» **What to do**
In the entries below, reproduce everything from the line containing "Put a pin on every instance of the red circular" down to the line containing "x=718 y=363", both ends included, with the request lines left unchanged. Scale every x and y coordinate in the answers by 2.15, rounding each to a whole number with halves rounded up.

(Dataset entries)

* * * * * * *

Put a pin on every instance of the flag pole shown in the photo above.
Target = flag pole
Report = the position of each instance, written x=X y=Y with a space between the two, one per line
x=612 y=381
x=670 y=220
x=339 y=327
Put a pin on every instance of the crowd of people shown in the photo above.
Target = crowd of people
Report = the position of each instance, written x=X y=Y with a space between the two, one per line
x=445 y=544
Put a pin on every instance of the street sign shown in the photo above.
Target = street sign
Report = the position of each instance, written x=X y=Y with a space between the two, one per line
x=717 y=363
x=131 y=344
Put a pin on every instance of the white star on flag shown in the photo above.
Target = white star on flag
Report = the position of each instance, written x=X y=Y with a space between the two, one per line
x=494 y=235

* * * * * * *

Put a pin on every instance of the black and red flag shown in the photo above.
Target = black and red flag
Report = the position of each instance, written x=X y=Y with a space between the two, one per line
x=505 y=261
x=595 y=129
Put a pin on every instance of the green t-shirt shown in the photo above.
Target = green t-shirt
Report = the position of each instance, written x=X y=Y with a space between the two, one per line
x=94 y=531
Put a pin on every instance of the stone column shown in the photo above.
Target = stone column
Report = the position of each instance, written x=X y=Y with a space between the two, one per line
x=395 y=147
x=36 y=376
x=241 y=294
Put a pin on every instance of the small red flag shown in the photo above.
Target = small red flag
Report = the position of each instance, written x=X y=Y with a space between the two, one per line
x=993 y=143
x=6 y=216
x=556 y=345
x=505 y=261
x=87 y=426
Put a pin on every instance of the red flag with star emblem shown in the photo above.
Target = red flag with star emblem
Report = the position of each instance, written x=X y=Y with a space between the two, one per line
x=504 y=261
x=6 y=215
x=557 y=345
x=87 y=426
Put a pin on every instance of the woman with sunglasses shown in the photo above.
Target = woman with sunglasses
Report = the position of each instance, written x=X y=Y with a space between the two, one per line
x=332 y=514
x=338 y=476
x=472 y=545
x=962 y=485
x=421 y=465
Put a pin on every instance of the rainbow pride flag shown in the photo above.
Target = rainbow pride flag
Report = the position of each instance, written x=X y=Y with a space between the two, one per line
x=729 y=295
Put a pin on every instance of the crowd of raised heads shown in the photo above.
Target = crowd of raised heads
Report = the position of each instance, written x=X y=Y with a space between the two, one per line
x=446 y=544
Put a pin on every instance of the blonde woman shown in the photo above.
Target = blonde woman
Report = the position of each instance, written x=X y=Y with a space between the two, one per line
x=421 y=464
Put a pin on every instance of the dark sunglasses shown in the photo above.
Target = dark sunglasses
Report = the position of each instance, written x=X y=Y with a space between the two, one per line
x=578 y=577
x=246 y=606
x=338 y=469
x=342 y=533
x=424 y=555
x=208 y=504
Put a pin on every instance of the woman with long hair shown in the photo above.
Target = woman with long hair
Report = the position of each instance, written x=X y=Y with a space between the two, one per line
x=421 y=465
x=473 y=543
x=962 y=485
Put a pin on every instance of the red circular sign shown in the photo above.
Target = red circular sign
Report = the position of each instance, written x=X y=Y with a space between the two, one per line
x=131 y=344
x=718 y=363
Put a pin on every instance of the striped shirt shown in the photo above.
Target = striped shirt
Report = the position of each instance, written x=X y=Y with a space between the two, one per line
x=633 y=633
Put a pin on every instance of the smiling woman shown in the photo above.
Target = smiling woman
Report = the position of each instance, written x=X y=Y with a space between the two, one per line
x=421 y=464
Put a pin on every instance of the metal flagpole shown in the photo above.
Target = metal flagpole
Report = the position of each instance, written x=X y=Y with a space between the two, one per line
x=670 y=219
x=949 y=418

* * * * * * *

» **Problem solution**
Put a pin on every instance of the red circular sign shown in the photo above.
Target = red circular sign
Report = the position of each instance, written x=X y=Y with a space between the two, one per line
x=282 y=740
x=1544 y=780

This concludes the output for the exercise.